STORED RECORDS:
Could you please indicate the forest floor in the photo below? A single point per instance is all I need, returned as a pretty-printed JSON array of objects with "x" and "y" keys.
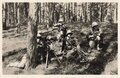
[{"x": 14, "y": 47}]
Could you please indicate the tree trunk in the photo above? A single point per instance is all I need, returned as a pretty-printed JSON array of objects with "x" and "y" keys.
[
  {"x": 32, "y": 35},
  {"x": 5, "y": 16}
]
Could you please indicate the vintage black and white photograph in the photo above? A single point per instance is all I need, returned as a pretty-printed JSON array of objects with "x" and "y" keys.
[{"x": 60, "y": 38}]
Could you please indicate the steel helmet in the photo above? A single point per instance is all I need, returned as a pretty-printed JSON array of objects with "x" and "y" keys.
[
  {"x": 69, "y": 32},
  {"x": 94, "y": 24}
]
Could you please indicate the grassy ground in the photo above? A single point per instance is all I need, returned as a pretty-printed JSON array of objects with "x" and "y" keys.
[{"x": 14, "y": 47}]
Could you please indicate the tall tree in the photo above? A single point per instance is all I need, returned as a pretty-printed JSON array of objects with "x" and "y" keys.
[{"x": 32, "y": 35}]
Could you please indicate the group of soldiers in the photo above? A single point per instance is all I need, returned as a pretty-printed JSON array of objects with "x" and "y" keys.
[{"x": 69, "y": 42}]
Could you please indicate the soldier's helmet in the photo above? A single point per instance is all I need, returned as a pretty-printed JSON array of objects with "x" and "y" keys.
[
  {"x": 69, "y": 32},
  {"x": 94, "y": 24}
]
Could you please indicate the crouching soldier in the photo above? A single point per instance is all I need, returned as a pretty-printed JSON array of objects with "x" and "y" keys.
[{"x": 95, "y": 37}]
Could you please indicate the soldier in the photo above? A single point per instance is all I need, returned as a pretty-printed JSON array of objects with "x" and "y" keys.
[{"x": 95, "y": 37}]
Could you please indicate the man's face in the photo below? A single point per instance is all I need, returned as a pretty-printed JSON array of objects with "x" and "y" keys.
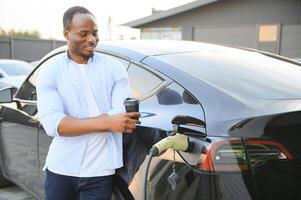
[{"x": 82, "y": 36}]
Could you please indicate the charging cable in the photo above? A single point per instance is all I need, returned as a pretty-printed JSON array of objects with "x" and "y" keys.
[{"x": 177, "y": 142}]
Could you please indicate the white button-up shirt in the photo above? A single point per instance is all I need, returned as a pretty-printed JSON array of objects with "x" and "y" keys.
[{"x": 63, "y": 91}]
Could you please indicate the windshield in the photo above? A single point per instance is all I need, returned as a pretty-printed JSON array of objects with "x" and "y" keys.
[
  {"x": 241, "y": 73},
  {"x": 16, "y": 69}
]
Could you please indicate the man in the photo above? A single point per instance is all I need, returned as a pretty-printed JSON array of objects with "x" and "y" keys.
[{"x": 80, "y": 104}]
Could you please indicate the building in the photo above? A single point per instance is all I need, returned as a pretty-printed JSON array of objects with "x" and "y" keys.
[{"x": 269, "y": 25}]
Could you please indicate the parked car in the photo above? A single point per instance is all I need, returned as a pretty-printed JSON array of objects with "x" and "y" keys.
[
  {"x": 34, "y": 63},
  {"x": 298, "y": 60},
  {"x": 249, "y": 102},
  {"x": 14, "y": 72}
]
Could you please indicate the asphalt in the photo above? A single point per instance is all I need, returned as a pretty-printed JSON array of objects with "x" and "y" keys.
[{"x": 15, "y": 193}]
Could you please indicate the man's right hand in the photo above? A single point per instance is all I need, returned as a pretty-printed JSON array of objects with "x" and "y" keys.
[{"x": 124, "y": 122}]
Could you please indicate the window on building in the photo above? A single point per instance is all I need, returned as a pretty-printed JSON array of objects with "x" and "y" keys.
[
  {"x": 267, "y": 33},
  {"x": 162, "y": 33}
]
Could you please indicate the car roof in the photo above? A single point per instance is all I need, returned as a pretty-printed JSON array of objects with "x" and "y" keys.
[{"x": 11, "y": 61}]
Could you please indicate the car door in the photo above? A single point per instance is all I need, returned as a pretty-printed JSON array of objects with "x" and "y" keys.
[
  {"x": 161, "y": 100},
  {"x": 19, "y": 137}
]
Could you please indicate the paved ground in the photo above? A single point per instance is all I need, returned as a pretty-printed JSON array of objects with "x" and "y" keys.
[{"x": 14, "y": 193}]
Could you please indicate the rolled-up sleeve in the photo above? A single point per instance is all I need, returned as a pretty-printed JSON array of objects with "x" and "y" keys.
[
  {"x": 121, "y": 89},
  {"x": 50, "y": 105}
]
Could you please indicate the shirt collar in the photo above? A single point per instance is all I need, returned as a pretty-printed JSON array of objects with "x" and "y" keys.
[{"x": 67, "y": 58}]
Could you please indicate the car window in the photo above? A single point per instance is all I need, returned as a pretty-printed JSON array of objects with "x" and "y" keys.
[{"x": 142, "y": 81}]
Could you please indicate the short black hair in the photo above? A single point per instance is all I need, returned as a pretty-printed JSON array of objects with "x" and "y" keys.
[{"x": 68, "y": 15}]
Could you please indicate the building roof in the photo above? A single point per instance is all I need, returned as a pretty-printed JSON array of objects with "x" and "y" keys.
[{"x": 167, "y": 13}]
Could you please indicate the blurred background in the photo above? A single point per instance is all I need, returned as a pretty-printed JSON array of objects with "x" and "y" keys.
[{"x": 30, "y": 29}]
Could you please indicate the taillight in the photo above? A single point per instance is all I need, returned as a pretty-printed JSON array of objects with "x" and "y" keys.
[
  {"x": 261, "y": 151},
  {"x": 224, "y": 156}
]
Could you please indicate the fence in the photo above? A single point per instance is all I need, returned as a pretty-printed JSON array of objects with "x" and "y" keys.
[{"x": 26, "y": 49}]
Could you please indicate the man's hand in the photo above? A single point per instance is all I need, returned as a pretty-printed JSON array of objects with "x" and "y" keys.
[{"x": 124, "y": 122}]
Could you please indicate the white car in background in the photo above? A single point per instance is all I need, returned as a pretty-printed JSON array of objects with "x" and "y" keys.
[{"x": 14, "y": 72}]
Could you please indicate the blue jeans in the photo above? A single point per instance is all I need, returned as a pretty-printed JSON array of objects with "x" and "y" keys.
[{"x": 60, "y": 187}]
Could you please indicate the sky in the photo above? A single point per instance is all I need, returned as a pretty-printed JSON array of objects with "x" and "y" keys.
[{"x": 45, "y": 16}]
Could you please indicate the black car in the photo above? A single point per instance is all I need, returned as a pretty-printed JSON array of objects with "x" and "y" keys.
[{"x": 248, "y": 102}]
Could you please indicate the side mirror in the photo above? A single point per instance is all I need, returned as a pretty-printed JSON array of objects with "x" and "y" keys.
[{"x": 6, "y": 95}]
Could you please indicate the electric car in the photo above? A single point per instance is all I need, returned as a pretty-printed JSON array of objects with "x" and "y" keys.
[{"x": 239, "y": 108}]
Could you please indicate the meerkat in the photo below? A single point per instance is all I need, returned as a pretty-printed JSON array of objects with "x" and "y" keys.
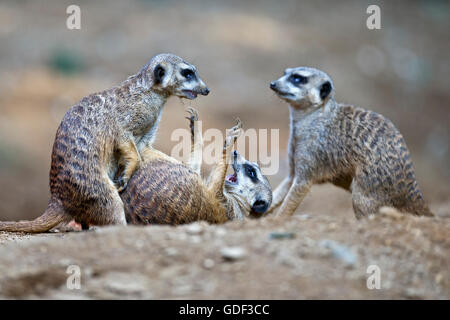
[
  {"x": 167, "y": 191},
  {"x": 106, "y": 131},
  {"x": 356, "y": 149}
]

...

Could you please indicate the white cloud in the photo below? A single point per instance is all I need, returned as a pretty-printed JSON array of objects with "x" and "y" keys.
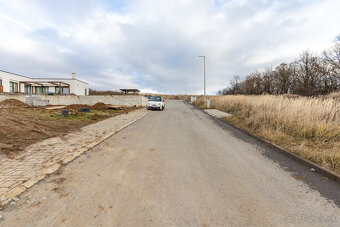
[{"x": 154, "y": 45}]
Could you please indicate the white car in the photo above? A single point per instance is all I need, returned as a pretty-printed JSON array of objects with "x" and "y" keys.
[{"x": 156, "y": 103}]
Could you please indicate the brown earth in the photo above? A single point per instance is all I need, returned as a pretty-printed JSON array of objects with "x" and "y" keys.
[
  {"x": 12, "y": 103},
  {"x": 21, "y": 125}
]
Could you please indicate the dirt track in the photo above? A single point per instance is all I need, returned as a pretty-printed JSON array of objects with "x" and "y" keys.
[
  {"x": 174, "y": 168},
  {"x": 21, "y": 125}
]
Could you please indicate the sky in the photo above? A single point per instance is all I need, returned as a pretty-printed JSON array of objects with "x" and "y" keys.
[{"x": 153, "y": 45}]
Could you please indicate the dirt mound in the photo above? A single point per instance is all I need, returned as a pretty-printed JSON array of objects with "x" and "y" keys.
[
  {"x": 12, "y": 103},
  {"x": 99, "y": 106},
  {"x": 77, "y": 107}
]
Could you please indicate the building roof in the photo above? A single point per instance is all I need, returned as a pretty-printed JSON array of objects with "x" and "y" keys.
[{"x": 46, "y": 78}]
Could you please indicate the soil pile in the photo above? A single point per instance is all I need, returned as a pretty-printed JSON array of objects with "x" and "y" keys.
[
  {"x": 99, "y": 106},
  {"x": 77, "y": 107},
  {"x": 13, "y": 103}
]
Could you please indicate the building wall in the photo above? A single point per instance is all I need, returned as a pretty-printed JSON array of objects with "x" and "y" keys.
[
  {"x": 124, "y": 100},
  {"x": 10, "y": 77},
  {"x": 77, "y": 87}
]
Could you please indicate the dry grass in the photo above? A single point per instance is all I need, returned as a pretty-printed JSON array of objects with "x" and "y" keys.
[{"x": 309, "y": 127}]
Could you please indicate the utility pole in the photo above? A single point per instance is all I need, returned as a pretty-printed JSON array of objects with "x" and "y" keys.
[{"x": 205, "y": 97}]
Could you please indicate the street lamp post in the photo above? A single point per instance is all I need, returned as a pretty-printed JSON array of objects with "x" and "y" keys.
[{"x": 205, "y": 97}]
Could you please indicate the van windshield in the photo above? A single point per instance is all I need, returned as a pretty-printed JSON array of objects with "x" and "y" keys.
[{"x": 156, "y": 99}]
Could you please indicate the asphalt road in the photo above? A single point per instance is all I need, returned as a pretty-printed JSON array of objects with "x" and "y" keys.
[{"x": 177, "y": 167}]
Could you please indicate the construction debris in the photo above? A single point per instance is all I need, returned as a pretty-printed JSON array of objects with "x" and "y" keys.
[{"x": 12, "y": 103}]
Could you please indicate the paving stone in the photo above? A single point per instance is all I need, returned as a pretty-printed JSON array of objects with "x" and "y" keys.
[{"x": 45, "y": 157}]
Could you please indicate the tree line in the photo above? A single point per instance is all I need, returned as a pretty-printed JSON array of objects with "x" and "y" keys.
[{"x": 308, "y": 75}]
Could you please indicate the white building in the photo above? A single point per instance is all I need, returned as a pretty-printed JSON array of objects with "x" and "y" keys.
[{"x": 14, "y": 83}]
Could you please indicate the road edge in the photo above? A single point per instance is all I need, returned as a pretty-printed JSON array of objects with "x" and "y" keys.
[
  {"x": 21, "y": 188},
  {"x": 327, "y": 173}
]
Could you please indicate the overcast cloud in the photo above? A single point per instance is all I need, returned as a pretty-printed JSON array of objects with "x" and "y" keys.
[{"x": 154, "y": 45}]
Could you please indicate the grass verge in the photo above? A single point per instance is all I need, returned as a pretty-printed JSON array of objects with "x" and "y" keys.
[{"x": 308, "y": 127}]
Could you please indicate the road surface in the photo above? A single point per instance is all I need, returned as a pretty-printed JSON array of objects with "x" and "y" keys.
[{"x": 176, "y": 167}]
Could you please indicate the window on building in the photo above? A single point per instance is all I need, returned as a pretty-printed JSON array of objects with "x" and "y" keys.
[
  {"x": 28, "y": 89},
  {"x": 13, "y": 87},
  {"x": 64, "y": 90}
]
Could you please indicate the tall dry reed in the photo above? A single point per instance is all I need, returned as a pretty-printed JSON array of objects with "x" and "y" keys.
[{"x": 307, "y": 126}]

TASK DIRECTIONS:
Return every line of the entries above that contains the string "post".

OUTPUT:
Could you please indicate the street lamp post in the photo above? A single point per instance is all I need, returned as a pretty-printed JSON array of objects with "x" and "y" keys.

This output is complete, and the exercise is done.